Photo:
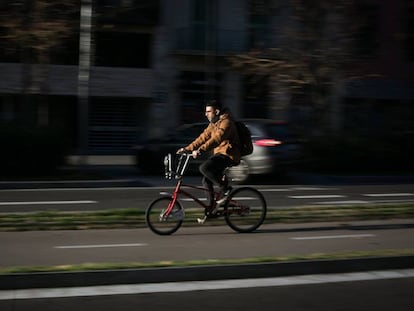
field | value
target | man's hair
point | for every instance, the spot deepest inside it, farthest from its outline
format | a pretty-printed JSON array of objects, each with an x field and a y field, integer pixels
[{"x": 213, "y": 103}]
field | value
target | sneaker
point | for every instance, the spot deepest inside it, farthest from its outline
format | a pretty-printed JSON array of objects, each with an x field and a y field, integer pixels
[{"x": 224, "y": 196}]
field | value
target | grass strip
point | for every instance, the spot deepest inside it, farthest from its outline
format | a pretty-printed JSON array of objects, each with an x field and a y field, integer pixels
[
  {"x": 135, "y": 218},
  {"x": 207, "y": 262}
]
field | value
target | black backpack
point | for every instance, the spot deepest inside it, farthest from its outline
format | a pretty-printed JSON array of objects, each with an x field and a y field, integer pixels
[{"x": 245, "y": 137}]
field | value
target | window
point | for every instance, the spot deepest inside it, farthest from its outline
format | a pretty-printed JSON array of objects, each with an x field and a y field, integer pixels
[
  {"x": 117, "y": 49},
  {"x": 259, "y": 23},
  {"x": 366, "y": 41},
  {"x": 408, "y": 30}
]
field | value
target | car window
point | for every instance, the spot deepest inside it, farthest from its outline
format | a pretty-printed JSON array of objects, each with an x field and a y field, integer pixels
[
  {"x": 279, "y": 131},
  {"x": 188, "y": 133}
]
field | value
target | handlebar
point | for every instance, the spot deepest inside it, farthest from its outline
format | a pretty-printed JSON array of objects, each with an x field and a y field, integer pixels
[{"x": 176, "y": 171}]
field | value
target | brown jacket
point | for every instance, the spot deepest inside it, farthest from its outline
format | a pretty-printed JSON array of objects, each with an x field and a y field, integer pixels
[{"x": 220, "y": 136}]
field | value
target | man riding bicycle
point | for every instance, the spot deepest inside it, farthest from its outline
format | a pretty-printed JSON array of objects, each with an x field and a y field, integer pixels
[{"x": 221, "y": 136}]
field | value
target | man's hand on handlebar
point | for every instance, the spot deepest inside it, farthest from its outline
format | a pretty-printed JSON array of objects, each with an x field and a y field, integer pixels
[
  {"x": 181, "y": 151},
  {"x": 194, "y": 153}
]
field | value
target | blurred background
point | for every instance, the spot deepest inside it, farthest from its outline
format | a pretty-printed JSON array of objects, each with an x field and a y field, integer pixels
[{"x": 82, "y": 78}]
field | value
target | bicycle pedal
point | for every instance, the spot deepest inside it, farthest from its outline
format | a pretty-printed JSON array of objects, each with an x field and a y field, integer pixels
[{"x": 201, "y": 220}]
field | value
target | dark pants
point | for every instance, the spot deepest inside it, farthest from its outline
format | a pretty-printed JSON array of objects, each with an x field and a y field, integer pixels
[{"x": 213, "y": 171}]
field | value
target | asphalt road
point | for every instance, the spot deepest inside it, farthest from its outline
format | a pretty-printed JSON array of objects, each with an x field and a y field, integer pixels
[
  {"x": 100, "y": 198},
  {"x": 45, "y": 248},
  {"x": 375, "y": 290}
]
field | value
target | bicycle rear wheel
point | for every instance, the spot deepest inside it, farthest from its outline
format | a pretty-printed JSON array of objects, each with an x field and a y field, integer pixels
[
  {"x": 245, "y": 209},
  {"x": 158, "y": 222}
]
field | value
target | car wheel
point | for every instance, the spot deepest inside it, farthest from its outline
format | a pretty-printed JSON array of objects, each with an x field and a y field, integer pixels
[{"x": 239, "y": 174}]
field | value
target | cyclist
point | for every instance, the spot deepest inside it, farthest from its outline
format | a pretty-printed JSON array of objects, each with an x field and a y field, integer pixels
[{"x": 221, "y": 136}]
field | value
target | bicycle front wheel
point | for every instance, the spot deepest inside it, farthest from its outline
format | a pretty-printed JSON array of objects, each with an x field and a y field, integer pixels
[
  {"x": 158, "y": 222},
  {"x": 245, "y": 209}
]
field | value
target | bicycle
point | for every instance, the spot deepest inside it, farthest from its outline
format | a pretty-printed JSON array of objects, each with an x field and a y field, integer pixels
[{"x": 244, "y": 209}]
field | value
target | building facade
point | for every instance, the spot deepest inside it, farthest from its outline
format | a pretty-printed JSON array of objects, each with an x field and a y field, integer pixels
+++++
The exercise
Find every line in the material above that contains the word "bicycle", and copy each of those lines.

Final result
target | man riding bicycle
target | bicycle pedal
target | bicycle rear wheel
target | bicycle front wheel
target | bicycle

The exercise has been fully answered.